*Instructions for the task:*
Write out, word for word, every line in the data below from the one containing "Query: shade canopy fabric" to the one containing "x=340, y=52", both of them included.

*Records provided:*
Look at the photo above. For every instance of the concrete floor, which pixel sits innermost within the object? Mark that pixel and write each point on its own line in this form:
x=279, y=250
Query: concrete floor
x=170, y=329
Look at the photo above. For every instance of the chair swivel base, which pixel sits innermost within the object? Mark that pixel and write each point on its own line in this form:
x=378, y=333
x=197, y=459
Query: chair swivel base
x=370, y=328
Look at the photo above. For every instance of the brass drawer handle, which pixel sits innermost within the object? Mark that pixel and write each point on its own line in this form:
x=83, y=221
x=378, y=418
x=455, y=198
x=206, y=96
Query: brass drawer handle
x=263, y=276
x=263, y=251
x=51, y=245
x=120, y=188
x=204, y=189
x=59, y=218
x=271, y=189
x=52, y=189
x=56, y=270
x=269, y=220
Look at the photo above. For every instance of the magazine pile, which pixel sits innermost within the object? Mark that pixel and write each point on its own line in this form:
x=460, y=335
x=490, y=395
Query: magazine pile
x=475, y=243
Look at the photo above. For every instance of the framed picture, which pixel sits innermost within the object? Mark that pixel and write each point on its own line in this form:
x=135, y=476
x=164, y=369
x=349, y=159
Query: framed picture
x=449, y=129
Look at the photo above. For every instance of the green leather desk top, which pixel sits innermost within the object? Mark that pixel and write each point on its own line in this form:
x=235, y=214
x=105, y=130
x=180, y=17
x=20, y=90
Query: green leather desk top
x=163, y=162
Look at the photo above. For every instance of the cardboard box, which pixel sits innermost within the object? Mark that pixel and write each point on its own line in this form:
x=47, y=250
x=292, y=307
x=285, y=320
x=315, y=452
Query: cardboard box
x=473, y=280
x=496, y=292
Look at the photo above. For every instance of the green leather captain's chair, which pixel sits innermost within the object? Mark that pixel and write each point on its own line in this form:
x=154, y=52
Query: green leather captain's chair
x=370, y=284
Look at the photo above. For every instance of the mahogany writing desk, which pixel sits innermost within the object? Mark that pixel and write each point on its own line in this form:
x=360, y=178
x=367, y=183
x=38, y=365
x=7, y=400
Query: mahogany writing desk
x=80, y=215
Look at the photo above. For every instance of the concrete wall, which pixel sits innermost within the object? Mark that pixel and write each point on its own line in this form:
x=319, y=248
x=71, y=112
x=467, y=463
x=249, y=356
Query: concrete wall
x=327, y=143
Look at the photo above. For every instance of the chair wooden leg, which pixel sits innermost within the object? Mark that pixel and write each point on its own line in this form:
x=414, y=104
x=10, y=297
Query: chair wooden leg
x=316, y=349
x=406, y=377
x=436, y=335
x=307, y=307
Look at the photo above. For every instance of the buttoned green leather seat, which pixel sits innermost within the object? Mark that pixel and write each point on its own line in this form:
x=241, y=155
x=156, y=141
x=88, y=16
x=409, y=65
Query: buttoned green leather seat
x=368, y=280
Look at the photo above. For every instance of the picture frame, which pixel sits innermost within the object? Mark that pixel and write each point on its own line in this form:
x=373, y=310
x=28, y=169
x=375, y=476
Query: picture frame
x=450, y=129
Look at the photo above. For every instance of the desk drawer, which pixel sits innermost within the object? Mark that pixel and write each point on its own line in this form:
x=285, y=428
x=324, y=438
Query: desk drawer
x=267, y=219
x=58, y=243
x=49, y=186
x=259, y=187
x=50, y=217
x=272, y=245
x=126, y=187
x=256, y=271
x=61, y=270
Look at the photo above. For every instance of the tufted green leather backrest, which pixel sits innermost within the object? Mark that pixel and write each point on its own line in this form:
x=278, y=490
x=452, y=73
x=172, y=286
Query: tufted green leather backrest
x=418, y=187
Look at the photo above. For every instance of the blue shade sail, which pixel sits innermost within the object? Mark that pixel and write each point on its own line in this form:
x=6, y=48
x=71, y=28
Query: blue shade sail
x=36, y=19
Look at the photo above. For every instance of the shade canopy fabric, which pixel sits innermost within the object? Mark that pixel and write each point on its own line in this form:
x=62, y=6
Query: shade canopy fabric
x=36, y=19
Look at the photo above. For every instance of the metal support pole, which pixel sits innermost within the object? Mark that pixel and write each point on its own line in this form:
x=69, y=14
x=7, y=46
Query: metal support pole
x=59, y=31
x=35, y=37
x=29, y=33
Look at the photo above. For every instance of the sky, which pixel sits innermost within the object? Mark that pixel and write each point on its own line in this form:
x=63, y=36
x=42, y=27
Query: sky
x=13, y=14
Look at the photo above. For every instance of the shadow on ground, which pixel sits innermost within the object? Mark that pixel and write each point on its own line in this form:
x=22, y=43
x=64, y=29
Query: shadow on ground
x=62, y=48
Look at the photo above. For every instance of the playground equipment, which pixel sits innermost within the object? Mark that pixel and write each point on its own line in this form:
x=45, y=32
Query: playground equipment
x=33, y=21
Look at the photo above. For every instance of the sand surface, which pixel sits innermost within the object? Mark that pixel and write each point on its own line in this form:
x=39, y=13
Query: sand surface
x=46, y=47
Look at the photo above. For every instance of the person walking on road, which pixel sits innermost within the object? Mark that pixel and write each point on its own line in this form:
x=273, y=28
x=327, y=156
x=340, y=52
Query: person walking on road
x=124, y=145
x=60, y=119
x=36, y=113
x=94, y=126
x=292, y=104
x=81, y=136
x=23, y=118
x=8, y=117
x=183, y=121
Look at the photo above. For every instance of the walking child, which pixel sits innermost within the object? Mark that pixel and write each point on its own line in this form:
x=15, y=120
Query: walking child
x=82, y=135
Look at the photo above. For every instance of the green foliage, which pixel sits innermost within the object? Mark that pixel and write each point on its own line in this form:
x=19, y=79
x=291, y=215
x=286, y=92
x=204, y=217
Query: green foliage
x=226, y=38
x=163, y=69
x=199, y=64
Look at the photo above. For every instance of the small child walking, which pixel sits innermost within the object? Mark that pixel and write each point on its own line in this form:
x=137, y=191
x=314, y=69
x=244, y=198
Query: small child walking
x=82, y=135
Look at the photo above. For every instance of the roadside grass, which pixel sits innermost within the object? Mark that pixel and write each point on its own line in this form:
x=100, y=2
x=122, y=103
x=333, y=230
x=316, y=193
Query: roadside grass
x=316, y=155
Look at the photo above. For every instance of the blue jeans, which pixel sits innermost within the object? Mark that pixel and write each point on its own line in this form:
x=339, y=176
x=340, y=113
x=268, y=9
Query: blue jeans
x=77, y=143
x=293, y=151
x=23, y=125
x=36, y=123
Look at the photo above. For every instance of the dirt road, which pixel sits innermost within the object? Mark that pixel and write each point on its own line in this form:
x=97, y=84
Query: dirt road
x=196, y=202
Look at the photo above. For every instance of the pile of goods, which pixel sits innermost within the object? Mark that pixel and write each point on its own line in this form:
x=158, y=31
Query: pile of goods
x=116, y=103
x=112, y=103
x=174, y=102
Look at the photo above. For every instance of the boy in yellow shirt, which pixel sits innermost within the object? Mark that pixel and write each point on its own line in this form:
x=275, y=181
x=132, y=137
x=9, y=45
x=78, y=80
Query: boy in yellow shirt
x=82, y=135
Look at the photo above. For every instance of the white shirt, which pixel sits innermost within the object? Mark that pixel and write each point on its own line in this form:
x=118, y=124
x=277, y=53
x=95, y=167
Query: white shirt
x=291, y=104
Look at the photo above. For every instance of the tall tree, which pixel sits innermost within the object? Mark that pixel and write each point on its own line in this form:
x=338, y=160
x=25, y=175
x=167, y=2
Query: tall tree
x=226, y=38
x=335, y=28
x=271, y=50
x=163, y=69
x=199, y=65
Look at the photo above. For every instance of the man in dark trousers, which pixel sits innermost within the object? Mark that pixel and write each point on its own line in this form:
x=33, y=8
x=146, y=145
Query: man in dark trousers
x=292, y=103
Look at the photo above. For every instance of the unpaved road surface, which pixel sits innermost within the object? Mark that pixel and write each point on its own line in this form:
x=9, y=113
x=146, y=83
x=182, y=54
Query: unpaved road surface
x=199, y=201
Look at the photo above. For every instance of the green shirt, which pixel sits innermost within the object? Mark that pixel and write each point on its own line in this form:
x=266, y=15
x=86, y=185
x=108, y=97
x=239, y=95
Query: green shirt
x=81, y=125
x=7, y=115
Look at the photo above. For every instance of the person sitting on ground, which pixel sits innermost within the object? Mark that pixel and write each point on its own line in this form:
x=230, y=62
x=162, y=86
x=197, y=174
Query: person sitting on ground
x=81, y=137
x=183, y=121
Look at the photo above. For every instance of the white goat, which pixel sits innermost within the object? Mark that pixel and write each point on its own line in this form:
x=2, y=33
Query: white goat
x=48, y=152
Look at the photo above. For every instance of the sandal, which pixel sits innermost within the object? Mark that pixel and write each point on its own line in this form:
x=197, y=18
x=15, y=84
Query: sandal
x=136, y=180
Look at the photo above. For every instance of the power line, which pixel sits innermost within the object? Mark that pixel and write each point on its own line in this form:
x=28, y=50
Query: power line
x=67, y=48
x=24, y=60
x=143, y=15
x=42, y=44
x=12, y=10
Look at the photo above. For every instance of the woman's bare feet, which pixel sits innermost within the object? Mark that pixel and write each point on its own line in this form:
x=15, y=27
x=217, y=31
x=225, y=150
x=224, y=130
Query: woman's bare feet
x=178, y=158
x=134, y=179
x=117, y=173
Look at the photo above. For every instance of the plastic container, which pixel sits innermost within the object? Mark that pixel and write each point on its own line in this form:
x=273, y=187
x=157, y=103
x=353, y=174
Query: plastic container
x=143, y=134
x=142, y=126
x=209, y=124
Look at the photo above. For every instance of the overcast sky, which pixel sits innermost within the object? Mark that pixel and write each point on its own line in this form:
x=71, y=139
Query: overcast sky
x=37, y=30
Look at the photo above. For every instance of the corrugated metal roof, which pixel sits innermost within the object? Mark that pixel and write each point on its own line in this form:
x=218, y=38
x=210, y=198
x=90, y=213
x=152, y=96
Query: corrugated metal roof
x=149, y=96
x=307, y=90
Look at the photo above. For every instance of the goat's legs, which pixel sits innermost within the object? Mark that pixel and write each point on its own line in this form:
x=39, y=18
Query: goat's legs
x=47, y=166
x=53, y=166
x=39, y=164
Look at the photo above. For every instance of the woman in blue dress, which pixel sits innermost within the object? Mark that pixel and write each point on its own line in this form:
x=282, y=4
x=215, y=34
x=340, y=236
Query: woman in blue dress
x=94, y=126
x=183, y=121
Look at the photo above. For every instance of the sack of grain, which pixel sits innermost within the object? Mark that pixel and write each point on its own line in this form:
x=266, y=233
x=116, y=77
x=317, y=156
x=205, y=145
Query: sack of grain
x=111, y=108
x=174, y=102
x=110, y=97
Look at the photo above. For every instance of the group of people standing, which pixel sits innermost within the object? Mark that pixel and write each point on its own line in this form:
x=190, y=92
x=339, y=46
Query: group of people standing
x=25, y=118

*Answer for the task:*
Query: shade canopy fabric
x=36, y=19
Look at the photo above. For every instance of the metal support pole, which pixel sits innermost within the object? Mark that pixel and write each point on its own line in this form:
x=69, y=14
x=7, y=46
Query: metal support pole
x=59, y=31
x=35, y=37
x=29, y=33
Look at the photo above. For every instance of the sky, which pixel sits innermost within the object? Mark that pixel and write each point on its own line in this form:
x=63, y=36
x=42, y=27
Query: sky
x=13, y=14
Look at the photo above. For every instance of the shadow on ground, which pixel sits innermost within the object? Mark that pixel and write each point on its own line in this form:
x=22, y=43
x=64, y=29
Query: shadow on ground
x=62, y=48
Look at the photo above. For every instance of the playground equipment, which pixel sits innermost within the object? Mark that pixel and write each point on its own line in this form:
x=45, y=32
Query: playground equipment
x=33, y=21
Look at the photo above. For every instance of the sand surface, which pixel sits innermost within the object? Mark that pixel and write each point on its own line in this form:
x=39, y=13
Query: sand surface
x=46, y=47
Look at the photo above. For every instance of the person walking on road, which pixel sits innermost within the object? Mark that pixel and write each point on its own line in this form:
x=273, y=28
x=327, y=156
x=340, y=52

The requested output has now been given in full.